_Texto base_
▬▬▬▬▬▬
Tudo ao mesmo tempo em todo lugar
A economia chinesa decepciona mês após mês. Em julho, os dados de produção industrial e varejo vieram muito piores que o esperado, com declínio na atividade acompanhado de deflação ao consumidor. A cada divulgação econômica fica mais claro que a China está de fato em uma recessão de balanço, hipótese que foi levantada por nós em relatório especial sobre a China. O que vemos hoje não é uma surpresa ou uma crise que surgiu do nada. É o resultado de uma longa sequência de eventos e a confluência de diversos fatores, incluindo fatores exógenos como a crise do subprime em 2008 e a pandemia em 2020.
▬▬▬▬▬▬
_Dados fornecidos_
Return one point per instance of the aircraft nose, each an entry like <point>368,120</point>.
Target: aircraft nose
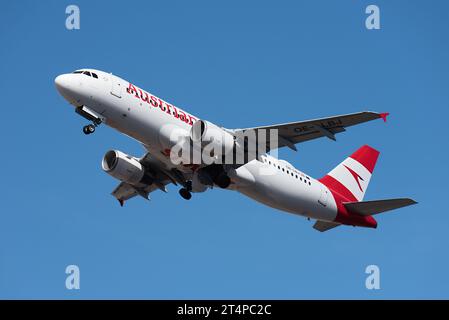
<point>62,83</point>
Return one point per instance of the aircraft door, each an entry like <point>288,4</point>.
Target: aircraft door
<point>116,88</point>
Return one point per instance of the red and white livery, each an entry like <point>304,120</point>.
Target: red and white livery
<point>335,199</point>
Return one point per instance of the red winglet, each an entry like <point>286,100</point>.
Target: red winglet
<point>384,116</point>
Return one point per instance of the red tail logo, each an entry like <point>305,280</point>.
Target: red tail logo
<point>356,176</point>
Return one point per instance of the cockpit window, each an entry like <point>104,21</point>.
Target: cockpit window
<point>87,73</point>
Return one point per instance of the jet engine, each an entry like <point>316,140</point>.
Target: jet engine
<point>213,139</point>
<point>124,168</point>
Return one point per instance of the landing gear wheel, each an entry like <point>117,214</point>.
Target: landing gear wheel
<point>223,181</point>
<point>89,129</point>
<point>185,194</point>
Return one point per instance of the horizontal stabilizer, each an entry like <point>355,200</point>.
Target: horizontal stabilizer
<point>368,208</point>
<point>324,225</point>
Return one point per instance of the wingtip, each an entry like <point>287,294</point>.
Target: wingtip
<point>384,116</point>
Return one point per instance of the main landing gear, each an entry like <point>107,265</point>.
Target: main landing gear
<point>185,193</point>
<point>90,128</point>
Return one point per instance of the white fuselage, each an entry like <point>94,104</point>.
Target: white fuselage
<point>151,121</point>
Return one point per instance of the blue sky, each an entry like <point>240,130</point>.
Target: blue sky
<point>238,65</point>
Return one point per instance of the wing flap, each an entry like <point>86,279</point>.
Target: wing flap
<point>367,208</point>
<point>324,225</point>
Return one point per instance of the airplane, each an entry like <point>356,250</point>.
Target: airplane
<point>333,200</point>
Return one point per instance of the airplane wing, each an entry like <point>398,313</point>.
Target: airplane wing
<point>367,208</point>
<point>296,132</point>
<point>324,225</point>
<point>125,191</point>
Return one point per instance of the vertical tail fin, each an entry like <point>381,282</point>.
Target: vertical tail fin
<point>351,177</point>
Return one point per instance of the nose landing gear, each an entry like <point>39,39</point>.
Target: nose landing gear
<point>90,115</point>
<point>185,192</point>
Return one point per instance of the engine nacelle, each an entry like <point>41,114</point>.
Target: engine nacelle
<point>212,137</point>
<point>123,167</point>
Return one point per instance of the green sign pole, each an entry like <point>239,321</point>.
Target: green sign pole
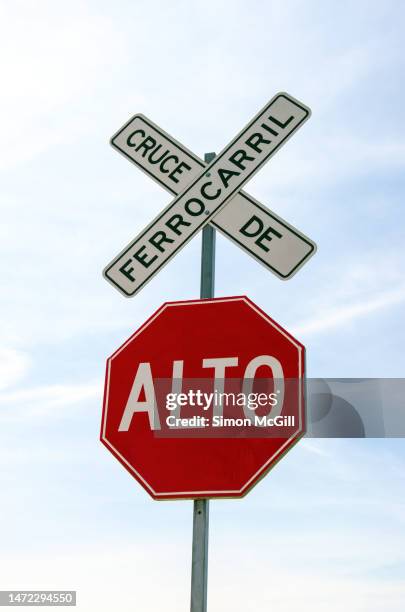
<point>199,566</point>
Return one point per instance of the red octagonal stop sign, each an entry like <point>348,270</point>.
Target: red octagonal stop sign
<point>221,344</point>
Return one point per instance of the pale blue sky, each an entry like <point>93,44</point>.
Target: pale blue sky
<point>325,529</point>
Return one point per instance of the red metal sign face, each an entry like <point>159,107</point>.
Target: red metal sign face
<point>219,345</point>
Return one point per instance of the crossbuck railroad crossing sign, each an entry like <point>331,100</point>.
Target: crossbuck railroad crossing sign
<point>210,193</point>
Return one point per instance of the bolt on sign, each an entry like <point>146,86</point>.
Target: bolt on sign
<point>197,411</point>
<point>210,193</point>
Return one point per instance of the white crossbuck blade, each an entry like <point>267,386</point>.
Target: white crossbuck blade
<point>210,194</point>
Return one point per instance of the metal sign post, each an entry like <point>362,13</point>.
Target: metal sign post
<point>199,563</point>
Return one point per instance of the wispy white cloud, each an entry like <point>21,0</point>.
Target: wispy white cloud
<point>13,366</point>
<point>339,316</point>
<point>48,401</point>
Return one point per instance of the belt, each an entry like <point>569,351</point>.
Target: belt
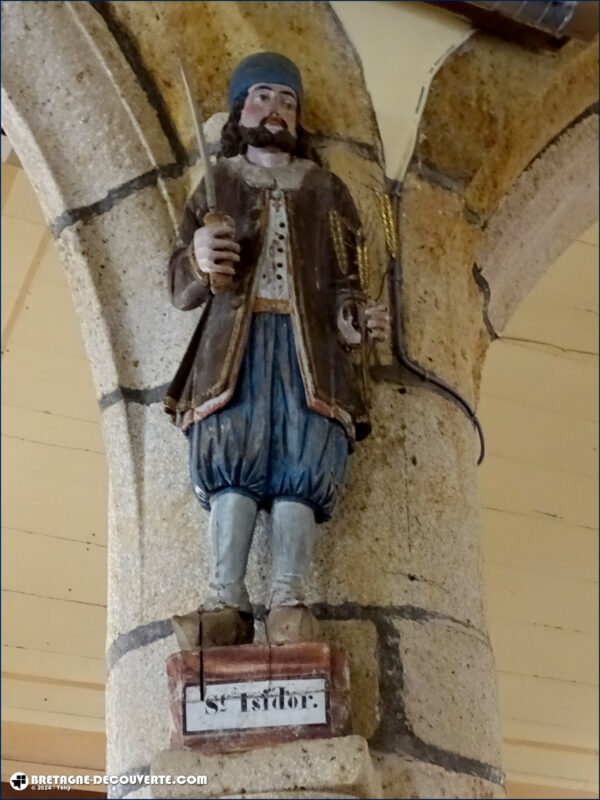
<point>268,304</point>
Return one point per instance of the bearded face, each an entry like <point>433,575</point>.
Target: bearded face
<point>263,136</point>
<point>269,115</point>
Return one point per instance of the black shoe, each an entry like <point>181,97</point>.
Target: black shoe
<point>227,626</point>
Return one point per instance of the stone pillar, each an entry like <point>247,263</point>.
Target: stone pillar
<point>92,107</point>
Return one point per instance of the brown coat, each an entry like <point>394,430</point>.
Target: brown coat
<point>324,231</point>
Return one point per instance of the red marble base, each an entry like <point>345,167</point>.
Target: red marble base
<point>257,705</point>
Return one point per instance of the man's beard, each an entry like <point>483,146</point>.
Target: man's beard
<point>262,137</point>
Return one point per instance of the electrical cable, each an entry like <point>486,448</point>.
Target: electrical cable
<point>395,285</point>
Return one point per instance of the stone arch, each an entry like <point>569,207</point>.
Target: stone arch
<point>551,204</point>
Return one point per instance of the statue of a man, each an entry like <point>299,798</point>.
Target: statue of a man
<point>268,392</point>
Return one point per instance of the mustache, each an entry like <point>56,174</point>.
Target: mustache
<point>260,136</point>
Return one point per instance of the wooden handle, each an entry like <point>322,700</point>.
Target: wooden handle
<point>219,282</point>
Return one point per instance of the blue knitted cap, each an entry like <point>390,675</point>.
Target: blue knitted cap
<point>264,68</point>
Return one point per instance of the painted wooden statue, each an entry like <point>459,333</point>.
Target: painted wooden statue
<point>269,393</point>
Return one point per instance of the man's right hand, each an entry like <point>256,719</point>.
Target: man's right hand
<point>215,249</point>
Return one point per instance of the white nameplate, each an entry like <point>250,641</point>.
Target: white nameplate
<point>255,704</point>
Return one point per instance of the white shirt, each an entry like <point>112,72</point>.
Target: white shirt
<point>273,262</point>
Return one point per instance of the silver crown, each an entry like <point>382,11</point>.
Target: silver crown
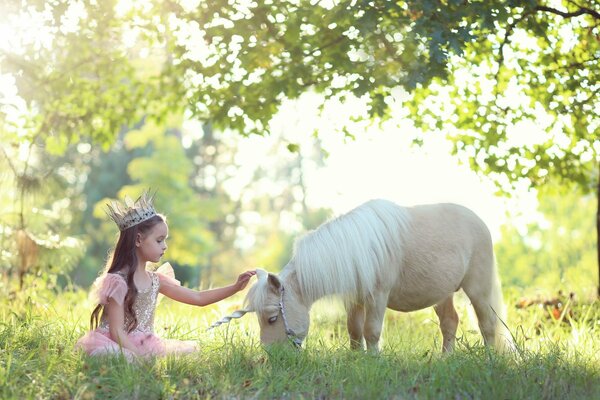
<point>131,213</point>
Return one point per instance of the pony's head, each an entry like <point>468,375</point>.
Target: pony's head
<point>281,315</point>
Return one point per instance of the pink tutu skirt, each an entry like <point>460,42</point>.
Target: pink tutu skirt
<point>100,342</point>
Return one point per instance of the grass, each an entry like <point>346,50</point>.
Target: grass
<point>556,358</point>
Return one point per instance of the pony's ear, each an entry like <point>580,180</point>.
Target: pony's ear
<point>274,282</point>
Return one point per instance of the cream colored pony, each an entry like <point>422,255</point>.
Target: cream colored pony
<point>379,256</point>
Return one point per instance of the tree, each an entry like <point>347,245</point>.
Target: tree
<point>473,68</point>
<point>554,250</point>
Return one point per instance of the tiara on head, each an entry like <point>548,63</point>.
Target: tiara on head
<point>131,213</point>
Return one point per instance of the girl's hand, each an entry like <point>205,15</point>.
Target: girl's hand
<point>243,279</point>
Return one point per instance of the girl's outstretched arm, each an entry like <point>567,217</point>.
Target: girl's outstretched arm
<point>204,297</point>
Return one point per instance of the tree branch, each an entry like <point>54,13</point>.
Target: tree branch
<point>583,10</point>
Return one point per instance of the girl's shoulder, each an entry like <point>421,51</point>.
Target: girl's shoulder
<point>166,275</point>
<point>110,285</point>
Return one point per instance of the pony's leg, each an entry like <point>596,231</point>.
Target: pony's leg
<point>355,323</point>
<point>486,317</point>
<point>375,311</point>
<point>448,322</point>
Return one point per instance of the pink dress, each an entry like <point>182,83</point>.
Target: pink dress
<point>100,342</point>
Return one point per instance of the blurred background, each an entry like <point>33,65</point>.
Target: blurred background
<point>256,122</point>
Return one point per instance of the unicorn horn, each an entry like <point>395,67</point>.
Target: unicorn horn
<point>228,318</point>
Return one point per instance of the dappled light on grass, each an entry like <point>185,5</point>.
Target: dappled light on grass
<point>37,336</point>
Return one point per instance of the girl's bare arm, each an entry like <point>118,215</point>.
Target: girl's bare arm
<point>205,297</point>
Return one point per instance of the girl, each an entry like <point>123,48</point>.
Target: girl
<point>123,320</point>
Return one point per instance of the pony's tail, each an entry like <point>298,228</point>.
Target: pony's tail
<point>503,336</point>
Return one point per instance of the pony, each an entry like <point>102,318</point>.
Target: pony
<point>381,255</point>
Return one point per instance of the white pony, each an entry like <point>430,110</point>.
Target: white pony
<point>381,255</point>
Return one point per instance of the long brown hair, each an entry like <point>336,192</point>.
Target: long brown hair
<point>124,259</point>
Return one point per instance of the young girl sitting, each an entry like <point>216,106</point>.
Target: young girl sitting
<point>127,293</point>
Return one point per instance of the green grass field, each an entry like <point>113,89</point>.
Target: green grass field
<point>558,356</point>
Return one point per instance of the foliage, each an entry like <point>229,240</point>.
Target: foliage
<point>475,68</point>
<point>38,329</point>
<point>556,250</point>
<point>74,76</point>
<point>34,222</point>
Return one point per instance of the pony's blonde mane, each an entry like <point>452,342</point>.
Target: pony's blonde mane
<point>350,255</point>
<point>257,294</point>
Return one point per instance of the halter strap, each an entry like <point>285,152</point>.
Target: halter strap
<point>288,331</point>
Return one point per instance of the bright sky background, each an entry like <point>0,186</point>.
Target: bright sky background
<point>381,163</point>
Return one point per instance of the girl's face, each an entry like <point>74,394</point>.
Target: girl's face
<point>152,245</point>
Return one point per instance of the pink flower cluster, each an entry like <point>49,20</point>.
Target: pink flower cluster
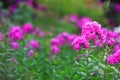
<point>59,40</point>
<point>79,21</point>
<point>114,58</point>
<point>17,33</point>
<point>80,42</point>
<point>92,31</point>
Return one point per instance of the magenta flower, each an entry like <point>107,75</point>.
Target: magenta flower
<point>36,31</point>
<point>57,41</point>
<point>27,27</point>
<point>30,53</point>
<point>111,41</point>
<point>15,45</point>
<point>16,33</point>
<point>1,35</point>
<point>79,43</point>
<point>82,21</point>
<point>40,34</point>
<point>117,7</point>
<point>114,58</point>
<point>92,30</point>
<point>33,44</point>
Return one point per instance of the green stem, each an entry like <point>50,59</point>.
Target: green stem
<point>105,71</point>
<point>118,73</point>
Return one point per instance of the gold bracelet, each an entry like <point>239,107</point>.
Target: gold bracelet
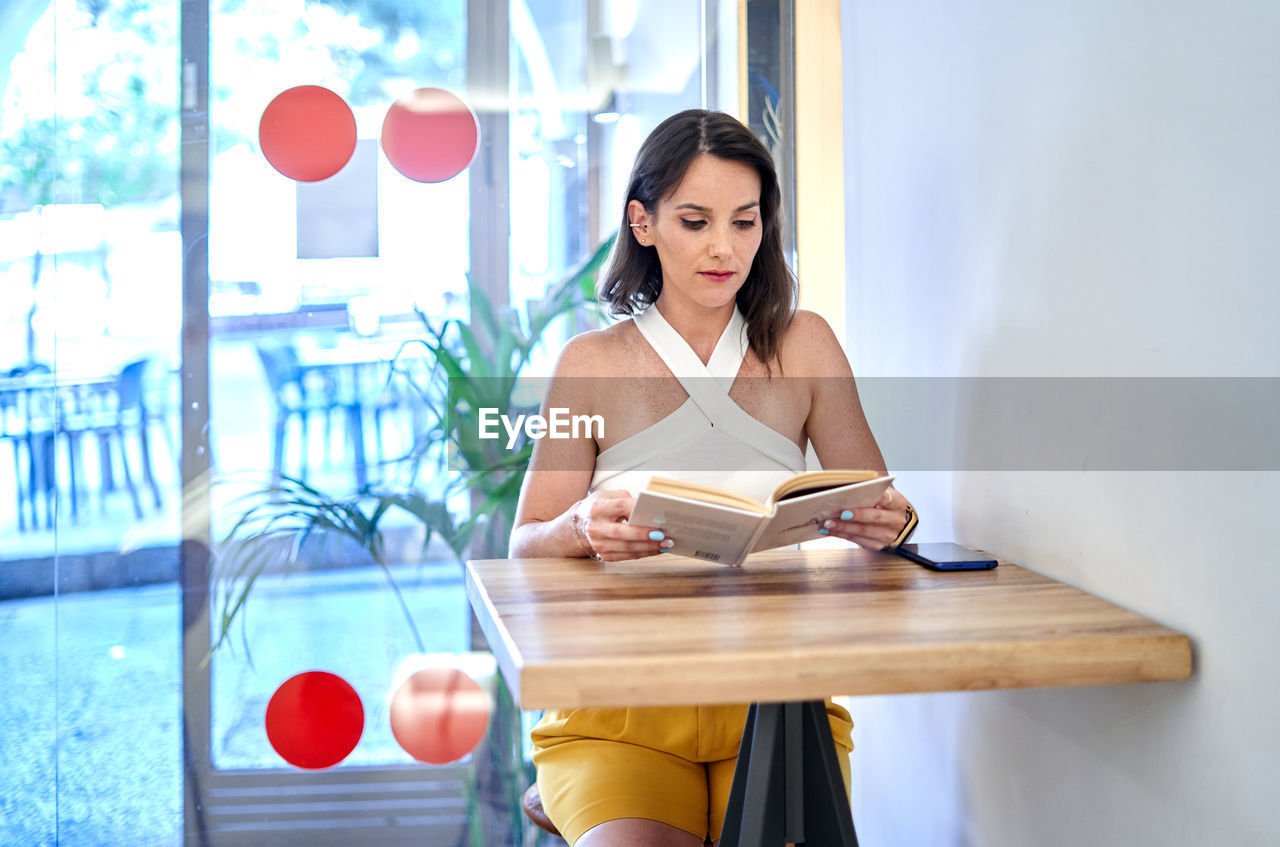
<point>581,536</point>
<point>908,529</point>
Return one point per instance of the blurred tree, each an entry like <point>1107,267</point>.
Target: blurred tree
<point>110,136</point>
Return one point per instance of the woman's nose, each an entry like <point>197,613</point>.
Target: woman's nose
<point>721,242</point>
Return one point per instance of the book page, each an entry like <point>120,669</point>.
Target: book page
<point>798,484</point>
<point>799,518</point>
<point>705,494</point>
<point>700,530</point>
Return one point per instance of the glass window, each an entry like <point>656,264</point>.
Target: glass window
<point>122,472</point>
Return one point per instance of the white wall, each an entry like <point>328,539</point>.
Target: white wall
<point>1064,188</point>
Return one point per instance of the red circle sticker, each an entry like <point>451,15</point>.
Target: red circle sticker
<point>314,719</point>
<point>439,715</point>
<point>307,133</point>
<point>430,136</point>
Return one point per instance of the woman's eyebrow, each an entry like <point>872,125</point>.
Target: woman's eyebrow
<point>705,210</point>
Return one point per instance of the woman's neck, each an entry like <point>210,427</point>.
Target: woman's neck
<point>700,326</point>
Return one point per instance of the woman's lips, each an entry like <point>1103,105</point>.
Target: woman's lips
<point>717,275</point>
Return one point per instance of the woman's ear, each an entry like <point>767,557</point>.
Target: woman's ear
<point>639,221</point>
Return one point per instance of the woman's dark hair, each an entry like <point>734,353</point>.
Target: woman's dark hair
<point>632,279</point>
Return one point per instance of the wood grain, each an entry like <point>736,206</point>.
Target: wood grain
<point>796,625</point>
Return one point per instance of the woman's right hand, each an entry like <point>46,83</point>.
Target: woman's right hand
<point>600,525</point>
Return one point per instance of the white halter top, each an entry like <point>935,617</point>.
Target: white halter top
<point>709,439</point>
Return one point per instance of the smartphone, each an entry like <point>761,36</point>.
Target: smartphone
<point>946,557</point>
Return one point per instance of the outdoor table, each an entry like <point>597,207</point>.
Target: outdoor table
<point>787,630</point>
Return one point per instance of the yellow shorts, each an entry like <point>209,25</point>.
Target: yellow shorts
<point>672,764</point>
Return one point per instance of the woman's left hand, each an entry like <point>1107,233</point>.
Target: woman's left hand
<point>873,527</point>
▬▬▬▬▬▬
_Exercício 1_
De acordo com o texto sobre a economia chinesa, em que tipo de recessão a China se encontra?
_Exercício 2_
Enumere todos os meses e anos nomeados explicitamente no texto sobre a economia chinesa.

_Resposta 1_
Em uma recessão de balanço.

_Resposta 2_
Julho, 2008 e 2020.